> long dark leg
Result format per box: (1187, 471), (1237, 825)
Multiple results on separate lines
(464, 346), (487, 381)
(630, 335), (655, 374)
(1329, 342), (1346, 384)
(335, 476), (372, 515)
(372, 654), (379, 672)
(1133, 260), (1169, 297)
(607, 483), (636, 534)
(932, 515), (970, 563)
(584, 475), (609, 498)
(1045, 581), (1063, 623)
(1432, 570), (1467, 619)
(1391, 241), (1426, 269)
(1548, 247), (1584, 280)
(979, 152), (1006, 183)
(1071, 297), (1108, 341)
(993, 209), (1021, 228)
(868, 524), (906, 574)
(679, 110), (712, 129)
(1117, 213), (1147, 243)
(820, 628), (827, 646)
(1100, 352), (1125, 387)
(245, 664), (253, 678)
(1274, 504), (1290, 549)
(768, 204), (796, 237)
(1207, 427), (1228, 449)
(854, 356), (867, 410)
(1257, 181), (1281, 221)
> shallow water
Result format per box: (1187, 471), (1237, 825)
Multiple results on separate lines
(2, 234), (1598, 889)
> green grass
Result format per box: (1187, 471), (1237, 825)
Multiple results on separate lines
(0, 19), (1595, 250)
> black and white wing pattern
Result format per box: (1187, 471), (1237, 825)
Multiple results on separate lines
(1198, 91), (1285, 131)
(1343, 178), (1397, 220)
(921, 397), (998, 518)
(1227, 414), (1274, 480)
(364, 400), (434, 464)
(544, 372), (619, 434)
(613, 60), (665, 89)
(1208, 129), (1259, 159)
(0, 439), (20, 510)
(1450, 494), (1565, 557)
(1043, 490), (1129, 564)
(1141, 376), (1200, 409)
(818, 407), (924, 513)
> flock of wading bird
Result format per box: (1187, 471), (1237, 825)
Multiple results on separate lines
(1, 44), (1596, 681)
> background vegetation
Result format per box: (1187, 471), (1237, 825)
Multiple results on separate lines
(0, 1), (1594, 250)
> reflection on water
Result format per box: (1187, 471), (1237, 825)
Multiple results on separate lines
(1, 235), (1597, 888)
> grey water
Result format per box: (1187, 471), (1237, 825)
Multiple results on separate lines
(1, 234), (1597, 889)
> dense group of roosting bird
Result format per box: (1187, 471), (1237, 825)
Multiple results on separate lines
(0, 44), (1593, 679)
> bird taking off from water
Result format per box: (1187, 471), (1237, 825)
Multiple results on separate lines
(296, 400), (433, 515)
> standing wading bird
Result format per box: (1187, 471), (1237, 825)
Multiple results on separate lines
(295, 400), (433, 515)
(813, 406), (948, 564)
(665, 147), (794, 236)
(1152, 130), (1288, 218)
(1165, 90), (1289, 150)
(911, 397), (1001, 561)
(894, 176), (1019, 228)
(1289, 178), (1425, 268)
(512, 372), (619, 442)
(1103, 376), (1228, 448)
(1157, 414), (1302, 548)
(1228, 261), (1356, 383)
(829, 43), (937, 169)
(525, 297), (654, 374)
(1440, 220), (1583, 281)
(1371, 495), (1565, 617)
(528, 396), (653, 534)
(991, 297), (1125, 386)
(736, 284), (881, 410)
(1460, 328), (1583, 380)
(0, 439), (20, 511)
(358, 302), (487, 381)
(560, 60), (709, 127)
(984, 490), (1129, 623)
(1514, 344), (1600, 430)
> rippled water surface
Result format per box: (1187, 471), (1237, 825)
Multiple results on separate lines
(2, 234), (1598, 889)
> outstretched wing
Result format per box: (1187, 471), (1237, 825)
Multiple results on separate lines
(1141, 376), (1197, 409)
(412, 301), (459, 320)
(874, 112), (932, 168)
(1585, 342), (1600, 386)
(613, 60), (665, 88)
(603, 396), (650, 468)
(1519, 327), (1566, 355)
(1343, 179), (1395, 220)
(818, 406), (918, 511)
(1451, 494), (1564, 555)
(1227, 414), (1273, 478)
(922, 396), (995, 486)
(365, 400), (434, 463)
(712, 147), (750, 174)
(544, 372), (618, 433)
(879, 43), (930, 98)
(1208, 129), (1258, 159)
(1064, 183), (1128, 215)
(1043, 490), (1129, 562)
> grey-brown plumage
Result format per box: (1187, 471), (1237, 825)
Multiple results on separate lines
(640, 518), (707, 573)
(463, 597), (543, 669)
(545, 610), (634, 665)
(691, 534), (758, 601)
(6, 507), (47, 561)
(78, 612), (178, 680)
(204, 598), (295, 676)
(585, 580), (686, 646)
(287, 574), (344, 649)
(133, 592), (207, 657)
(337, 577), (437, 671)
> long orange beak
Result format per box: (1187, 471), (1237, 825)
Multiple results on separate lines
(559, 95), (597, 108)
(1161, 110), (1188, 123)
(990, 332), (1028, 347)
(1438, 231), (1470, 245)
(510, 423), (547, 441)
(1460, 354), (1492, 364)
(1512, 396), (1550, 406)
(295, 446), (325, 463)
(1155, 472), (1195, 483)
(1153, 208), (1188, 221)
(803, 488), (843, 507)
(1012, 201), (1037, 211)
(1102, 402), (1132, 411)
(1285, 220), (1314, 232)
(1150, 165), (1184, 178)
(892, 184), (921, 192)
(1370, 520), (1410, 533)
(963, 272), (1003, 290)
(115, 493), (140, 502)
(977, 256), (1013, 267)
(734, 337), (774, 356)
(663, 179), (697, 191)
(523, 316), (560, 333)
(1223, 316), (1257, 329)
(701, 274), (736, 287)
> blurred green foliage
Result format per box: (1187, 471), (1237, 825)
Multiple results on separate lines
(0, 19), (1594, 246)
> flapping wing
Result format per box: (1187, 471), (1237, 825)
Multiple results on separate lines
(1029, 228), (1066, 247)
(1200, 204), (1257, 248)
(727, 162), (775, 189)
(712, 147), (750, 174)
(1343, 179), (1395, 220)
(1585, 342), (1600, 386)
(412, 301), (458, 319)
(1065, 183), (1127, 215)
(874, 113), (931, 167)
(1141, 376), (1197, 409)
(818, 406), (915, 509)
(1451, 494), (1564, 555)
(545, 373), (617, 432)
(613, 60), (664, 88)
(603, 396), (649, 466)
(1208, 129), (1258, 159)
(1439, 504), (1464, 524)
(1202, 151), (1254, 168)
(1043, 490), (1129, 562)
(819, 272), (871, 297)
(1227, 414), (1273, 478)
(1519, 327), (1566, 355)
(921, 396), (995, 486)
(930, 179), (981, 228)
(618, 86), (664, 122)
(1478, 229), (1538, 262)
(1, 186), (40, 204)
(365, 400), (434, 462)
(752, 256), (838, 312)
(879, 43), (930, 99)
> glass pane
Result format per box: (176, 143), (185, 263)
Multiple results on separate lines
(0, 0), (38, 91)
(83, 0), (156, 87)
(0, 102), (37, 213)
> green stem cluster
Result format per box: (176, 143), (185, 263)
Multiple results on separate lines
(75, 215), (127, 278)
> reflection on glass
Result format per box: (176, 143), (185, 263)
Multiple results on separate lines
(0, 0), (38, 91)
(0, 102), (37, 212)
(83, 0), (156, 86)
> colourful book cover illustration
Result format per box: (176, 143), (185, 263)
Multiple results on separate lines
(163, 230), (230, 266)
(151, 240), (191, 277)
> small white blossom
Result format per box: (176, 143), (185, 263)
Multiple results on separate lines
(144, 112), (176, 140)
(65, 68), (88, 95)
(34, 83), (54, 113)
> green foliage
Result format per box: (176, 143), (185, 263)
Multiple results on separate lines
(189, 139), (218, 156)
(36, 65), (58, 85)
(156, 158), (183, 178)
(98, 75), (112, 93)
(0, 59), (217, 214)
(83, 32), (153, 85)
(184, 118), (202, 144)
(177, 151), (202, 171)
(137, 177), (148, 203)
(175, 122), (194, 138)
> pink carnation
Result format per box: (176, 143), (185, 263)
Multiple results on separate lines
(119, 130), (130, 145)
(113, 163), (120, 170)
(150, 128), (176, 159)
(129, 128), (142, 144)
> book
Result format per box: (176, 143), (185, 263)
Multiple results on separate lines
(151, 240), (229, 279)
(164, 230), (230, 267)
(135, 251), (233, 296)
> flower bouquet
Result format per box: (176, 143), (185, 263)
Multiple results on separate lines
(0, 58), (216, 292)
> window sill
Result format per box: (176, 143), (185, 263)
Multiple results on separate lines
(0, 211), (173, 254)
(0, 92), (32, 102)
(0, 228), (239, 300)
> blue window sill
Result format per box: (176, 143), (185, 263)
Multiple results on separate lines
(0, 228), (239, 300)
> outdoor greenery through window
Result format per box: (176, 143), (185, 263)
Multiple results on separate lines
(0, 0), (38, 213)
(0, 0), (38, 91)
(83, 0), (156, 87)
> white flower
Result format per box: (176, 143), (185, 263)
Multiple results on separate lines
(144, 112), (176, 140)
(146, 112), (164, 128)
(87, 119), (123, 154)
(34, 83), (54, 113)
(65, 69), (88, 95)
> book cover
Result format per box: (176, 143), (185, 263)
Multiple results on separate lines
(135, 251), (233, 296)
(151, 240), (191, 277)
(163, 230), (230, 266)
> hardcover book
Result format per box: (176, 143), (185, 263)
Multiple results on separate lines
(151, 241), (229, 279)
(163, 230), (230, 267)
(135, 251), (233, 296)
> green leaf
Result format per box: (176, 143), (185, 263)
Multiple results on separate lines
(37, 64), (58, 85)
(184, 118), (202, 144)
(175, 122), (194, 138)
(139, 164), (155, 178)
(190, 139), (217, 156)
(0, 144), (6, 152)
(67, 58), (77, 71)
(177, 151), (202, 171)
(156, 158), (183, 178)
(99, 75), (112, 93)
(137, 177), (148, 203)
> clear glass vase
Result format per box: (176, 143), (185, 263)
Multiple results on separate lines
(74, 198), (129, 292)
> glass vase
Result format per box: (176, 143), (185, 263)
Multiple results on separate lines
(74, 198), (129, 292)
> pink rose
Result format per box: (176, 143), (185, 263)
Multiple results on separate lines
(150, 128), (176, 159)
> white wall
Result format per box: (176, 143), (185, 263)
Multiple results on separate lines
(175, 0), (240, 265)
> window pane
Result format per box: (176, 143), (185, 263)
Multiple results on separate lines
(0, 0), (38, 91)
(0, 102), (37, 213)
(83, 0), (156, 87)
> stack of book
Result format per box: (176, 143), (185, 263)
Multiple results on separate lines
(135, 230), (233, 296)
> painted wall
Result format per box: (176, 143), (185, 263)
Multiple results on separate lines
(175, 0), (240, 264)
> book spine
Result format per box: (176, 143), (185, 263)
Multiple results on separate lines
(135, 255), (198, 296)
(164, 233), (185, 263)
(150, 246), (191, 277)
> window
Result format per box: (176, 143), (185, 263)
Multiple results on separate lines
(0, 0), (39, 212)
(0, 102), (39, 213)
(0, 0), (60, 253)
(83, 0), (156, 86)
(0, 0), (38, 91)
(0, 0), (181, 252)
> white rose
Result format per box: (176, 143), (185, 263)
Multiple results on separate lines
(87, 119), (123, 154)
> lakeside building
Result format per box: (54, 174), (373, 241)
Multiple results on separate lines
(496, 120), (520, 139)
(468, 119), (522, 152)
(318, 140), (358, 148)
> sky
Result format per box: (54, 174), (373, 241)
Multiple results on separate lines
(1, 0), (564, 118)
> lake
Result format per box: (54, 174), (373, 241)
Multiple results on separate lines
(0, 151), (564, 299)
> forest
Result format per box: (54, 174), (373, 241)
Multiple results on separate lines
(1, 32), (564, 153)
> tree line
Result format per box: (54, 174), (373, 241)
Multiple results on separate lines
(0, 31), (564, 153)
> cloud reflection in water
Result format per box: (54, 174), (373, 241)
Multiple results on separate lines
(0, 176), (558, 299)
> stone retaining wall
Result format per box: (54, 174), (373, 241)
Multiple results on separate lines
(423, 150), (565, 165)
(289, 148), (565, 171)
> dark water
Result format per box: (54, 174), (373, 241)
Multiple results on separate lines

★ ★ ★

BRIEF:
Each line of the data that holds "foliage" should be reported.

ANSWER SECTION:
> blurred green foliage
> green foliage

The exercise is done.